■ Exercise requirements: Copy the lecture announcement from "Mark Newman (U-M" to "of human society.", changing "railways" to "rail lines".

■ Study text:

--

Distinguished University Professorship Lecture | Networks of People, Places, and Information and What Physics Can Say About Them

Mark Newman (U-M Physics)

Mark Newman Mark Newman
Mark Newman
Many features of the world around us can be represented as networks. There are social networks of friendship or acquaintance, infrastructure networks like the internet or the power grid, transportation networks of roads, railways or airline flights, networks of information like the world wide web, and many others. This lecture will introduce some of the rich history of the study of networks and discuss some of the remarkable advances of the last few years, when a combination of insights from physics, the social sciences, biology, mathematics, and computer science have come together to shed light on issues as diverse as the spread of disease, online dating, scientific collaboration, animal behavior, web search, and the very structure of human society.

BIO
Mark Newman received a Ph.D. in physics from Oxford University in 1991 and conducted postdoctoral research at Cornell University before taking a position at the Santa Fe Institute, a think-tank in New Mexico devoted to the study of complex systems. In 2002 he left Santa Fe for the University of Michigan, where he is currently the Anatol Rapoport Distinguished University Professor of Physics and a professor in the university's Center for the Study of Complex Systems. Among other honors, he is a Fellow of the American Association for the Advancement of Science and a Fellow of the American Physical Society, he has been a Simon's Foundation Fellow and a Guggenheim Fellow, and was winner of the 2014 Lagrange Prize, the largest international prize for research on complex systems. He is the author of over 150 scientific publications and seven books, including "Networks", an introduction to the field of network theory, and "The Atlas of the Real World", a popular book on cartography.

--

■ Stored data:

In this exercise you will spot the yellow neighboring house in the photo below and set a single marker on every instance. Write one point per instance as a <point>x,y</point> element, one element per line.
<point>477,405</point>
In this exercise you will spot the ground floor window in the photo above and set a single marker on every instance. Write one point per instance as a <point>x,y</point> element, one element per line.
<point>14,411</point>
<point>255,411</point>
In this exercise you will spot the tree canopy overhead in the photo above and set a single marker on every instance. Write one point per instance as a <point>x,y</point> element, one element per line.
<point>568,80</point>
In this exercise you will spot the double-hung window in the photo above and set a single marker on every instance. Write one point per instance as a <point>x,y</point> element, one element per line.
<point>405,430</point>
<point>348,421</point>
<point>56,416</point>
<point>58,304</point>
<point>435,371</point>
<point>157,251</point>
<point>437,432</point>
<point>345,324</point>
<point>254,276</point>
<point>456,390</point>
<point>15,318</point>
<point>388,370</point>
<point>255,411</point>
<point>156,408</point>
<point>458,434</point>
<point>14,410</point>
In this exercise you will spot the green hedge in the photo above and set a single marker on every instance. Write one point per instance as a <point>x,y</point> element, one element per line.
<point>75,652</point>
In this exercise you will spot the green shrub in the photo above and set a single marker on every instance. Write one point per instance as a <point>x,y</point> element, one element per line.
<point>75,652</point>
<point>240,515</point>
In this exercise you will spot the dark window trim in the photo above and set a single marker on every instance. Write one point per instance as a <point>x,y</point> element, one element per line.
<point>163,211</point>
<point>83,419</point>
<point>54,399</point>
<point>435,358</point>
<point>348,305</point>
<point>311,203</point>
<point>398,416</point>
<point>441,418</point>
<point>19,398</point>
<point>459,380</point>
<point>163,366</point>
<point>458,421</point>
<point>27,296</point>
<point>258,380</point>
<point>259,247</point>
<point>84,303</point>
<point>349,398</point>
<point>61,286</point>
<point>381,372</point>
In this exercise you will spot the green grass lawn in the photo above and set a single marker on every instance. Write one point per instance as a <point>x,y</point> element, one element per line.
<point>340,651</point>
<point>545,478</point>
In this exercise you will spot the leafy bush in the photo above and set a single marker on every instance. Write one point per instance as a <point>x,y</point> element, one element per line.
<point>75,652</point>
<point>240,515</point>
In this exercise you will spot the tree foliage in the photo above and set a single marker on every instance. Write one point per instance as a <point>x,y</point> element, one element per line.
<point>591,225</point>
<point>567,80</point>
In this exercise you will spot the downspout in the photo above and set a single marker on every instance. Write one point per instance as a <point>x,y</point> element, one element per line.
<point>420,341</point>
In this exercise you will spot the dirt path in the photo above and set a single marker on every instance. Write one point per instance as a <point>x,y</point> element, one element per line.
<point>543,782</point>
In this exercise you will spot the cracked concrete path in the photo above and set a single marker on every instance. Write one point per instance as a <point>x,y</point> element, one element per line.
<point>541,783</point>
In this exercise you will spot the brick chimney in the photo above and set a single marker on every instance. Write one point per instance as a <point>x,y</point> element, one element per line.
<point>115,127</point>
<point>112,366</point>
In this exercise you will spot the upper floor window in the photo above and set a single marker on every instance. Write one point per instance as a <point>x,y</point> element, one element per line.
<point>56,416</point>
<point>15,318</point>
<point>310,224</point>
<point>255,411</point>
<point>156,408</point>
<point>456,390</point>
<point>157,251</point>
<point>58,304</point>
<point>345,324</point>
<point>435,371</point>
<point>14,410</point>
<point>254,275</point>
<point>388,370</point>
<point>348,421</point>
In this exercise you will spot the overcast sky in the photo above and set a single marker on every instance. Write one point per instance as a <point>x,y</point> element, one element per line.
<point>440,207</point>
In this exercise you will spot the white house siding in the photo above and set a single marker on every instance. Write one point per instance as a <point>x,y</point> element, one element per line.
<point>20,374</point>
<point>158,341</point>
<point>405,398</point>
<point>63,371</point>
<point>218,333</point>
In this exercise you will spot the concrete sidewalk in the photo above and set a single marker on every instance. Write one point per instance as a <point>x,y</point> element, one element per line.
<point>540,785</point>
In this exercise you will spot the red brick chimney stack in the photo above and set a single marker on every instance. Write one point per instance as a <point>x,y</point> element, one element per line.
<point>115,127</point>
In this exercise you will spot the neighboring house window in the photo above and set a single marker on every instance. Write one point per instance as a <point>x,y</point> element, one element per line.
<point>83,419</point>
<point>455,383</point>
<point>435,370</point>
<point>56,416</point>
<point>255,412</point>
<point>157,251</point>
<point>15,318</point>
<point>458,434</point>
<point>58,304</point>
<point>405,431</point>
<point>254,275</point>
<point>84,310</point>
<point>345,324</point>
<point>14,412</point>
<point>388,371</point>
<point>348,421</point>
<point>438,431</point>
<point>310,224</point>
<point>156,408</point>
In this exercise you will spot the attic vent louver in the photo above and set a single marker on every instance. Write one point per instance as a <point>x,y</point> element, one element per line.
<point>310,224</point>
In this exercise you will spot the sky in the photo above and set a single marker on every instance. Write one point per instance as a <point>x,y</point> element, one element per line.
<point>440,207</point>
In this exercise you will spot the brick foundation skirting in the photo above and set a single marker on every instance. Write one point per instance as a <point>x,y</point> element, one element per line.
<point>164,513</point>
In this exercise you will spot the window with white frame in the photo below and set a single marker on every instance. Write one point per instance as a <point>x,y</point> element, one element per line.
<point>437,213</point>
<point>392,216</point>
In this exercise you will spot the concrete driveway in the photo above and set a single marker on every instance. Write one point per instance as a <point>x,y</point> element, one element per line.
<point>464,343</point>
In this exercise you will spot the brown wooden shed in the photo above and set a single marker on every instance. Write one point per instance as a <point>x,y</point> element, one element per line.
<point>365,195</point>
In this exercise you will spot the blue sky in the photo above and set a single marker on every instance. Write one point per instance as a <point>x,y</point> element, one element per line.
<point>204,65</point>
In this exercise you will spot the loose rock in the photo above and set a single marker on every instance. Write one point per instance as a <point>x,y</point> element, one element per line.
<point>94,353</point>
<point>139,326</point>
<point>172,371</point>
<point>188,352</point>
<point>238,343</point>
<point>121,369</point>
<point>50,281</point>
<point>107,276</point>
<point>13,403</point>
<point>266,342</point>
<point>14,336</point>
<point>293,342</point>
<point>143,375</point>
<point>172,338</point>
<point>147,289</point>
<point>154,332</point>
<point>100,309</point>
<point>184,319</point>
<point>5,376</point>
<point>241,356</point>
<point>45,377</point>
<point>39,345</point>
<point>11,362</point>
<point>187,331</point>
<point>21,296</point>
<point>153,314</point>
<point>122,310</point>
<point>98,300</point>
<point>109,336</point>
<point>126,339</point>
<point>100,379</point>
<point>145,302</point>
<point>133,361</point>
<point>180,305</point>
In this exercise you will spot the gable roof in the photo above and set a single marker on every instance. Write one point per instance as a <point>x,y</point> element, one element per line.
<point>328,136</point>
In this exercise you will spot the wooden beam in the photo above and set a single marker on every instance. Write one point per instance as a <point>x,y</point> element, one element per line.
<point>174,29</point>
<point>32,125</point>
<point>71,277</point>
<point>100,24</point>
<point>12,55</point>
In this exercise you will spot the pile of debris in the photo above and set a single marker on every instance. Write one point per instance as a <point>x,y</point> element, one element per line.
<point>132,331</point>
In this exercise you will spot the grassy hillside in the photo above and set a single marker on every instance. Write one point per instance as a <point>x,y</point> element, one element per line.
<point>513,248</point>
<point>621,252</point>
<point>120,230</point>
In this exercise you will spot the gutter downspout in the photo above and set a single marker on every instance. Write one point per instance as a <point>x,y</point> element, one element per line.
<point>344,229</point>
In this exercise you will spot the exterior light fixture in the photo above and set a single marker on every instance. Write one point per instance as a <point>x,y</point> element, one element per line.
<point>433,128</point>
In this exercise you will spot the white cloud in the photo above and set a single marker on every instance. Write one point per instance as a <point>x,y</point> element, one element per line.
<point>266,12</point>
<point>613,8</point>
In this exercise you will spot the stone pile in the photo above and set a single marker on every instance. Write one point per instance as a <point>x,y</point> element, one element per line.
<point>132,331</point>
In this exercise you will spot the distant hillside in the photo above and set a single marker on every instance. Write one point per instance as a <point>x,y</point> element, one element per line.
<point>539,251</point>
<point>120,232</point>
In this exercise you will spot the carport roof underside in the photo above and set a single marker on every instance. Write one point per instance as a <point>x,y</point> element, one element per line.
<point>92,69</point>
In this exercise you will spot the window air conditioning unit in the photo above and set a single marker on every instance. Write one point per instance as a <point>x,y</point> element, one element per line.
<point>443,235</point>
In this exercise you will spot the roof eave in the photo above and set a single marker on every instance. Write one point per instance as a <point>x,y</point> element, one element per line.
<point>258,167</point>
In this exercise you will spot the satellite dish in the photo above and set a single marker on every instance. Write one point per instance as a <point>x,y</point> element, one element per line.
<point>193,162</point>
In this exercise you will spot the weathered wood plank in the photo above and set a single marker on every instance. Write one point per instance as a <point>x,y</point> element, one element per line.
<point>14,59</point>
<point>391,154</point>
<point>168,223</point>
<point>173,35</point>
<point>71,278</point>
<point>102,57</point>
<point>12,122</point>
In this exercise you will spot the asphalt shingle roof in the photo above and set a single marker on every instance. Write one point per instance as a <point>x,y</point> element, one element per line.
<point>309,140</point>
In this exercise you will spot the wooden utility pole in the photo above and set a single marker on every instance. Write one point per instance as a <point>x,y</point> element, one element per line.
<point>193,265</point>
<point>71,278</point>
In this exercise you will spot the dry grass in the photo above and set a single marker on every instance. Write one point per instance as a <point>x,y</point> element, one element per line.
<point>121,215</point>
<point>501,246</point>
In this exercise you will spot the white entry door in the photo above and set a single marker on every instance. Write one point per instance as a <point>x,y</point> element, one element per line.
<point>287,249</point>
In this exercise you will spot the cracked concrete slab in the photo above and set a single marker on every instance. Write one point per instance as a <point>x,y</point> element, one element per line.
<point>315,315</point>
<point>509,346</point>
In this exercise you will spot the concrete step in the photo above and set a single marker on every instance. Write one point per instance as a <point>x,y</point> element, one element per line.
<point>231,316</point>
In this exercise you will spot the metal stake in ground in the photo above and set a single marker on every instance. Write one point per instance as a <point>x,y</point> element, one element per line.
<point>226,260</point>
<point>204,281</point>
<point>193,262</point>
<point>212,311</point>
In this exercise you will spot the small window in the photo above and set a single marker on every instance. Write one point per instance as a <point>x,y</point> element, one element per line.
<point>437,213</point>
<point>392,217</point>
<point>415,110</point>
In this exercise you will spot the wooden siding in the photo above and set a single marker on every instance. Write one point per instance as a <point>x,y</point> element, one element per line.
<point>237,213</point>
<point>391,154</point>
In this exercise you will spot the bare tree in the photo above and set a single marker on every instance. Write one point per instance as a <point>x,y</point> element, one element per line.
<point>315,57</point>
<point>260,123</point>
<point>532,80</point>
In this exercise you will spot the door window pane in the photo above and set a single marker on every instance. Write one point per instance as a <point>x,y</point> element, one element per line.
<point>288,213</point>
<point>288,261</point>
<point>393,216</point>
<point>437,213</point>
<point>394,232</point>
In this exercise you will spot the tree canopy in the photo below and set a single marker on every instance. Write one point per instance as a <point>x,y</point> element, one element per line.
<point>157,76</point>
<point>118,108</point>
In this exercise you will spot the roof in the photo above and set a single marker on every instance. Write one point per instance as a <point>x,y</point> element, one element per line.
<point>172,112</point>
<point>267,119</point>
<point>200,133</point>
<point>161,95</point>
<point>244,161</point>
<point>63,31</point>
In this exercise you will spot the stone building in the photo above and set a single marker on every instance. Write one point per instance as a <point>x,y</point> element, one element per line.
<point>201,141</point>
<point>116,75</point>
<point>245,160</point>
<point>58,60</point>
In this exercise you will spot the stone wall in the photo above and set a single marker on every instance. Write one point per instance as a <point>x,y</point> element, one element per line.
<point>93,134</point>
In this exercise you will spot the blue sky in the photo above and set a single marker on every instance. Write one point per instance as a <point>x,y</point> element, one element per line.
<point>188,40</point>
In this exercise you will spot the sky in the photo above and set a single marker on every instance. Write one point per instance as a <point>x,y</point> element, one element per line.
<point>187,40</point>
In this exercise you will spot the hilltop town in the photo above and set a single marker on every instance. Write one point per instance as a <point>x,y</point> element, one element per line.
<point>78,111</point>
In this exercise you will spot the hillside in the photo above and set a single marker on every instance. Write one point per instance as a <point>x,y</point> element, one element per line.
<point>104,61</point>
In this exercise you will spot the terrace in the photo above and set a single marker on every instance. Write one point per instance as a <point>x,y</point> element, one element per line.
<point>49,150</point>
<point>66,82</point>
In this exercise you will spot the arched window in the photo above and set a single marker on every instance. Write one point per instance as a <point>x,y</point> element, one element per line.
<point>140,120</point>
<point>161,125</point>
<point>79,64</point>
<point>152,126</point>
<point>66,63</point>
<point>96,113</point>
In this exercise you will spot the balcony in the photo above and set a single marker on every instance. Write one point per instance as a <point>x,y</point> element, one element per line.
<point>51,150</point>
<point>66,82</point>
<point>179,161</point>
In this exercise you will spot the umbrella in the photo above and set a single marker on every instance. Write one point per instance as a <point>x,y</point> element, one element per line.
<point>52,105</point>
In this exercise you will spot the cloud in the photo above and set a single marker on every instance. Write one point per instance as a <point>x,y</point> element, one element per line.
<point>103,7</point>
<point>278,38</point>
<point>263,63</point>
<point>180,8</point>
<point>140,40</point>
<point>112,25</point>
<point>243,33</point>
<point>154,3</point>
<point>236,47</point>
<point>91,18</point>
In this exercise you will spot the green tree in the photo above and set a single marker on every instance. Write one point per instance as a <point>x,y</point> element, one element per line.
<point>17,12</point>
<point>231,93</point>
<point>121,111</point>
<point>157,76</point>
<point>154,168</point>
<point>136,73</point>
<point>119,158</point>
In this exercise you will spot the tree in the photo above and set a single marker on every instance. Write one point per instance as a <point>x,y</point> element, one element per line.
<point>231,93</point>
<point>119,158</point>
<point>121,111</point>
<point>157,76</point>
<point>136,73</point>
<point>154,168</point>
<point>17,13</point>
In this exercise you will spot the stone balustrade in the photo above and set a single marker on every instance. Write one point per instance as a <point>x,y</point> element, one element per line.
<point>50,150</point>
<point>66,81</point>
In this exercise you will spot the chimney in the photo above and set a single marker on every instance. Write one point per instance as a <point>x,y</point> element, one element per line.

--

■ Answer section:
Mark Newman (U-M Physics)

Mark Newman Mark Newman
Mark Newman
Many features of the world around us can be represented as networks. There are social networks of friendship or acquaintance, infrastructure networks like the internet or the power grid, transportation networks of roads, rail lines or airline flights, networks of information like the world wide web, and many others. This lecture will introduce some of the rich history of the study of networks and discuss some of the remarkable advances of the last few years, when a combination of insights from physics, the social sciences, biology, mathematics, and computer science have come together to shed light on issues as diverse as the spread of disease, online dating, scientific collaboration, animal behavior, web search, and the very structure of human society.